** Begin **

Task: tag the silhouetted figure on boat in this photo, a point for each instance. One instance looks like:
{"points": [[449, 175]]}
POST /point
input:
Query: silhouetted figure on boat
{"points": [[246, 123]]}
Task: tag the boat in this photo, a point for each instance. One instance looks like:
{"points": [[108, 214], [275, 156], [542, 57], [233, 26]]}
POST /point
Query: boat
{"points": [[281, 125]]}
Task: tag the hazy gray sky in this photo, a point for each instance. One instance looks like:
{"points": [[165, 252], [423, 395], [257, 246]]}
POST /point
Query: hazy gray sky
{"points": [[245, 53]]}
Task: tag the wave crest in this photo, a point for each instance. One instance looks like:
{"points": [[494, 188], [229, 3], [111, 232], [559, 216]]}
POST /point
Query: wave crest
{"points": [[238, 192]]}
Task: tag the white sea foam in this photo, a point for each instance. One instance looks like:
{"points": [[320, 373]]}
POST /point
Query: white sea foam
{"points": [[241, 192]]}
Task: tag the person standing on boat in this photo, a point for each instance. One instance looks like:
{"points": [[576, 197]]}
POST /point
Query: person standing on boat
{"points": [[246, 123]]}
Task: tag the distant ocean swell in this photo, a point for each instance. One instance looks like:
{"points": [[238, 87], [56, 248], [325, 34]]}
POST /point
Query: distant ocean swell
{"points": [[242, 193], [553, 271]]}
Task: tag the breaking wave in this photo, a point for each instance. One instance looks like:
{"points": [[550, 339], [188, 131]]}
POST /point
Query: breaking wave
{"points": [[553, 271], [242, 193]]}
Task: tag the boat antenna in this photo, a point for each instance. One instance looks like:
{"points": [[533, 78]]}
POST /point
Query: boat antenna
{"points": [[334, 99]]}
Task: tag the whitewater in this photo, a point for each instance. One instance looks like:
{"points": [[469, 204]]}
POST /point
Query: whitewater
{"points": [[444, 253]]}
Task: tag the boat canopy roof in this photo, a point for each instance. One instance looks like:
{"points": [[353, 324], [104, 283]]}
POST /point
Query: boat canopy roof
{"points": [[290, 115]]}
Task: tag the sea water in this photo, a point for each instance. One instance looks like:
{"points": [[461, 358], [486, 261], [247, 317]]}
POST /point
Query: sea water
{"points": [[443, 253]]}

** End **

BRIEF – Reproduce only those lines of the entries above that run from the line with "Task: tag the person" to the final line.

SOLUTION TO THIS EXERCISE –
Task: tag the person standing on boat in this photo, a point for each instance. One instance looks like:
{"points": [[576, 197]]}
POST /point
Query: person standing on boat
{"points": [[246, 123]]}
Task: tag the distant ocean swell in this photo, a point for each instance. One instance looks like:
{"points": [[238, 87], [56, 248], [325, 34]]}
POST /point
Query: distant ocean swell
{"points": [[242, 193], [553, 271]]}
Task: tag the breaking wave in this photo, a point for each instance. One instance looks like:
{"points": [[550, 339], [188, 131]]}
POST /point
Query: breaking wave
{"points": [[553, 271], [242, 193]]}
Task: tag the boat antenna in this photo, a point for each instance. One instance looks like:
{"points": [[533, 78]]}
POST /point
Query: boat antenna
{"points": [[334, 99]]}
Task: tag the whitewater in this photo, a point for each instance. One instance looks like:
{"points": [[469, 204]]}
POST /point
Query: whitewater
{"points": [[444, 253]]}
Task: tag the boat canopy roof in this photo, a point for each instance. One instance looks like:
{"points": [[353, 324], [104, 283]]}
POST /point
Query: boat canopy roof
{"points": [[290, 115]]}
Task: tag the sea water in this photo, a point for each instance. One instance looks like:
{"points": [[461, 358], [486, 261], [247, 317]]}
POST /point
Query: sea water
{"points": [[443, 253]]}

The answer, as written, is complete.